Document extract:
#####

The Importance of Urban Design for Your Community

All images used in this blog post have been provided courtesy of MAKERS

Urban design is the shaping of a community’s physical form in a way that considers a multiplicity of objectives and interests through an inclusive, public decision-making process. Combining the practices of architecture, planning, and landscape architecture, urban design addresses the functional and aesthetic qualities of the physical environment at a range of scales, from the individual streetscape, park, or block to the larger community, city, or region.

Although often thought of as being limited to intense urban settings, urban design tools and methods have been successfully used in suburban and rural communities and has even provided solutions to address environmental management challenges. Such tools have proven invaluable in implementing Washington State’s Growth Management Act in many ways, such as integrating land use and transportation infrastructure, focusing an intense mix of uses in urban center and transit hubs, providing housing opportunities, achieving compatibility between existing and new development, incorporating protected natural systems (e.g., stream corridors) into the urban fabric, and enhancing the livability of a wide variety of old and new communities.

#####

Location identification records:
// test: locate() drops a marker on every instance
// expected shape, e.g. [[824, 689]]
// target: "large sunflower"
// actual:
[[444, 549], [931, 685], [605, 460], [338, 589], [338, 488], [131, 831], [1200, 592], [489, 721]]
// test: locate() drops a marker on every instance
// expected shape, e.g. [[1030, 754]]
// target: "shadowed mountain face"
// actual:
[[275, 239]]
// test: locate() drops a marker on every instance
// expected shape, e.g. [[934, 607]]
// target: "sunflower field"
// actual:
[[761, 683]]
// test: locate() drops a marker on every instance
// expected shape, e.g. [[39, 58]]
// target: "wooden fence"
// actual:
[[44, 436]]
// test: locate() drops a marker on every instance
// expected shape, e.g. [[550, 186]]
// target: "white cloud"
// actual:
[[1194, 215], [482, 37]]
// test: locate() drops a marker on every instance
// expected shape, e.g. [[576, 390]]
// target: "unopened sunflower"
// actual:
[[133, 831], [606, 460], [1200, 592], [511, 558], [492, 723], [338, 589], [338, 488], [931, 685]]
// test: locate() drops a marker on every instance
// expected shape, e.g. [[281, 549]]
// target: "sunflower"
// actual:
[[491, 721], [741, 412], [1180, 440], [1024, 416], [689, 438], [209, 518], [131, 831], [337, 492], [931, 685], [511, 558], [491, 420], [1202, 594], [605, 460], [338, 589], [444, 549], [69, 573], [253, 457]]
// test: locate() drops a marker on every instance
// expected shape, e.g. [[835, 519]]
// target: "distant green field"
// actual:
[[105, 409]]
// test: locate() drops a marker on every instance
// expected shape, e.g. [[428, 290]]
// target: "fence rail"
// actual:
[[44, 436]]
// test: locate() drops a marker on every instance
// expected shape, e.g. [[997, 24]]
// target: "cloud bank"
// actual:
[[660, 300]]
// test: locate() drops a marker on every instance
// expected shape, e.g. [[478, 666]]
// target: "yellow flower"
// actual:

#####

Job 1:
Answer these questions about the urban design post:
(a) Which three practices does urban design combine?
(b) Which Washington State law have urban design tools helped to implement?
(c) What example of a protected natural system is given?
Job 2:
In the urban design post, can you swap "stream corridors" for "wetlands" and give the passage again? Begin at the words "Although often thought" and stop after "and new communities.".
These records have no connection to the text about urban design.

Expected output 1:
(a) Architecture, planning, and landscape architecture.
(b) The Growth Management Act.
(c) Stream corridors.

Expected output 2:
Although often thought of as being limited to intense urban settings, urban design tools and methods have been successfully used in suburban and rural communities and has even provided solutions to address environmental management challenges. Such tools have proven invaluable in implementing Washington State’s Growth Management Act in many ways, such as integrating land use and transportation infrastructure, focusing an intense mix of uses in urban center and transit hubs, providing housing opportunities, achieving compatibility between existing and new development, incorporating protected natural systems (e.g., wetlands) into the urban fabric, and enhancing the livability of a wide variety of old and new communities.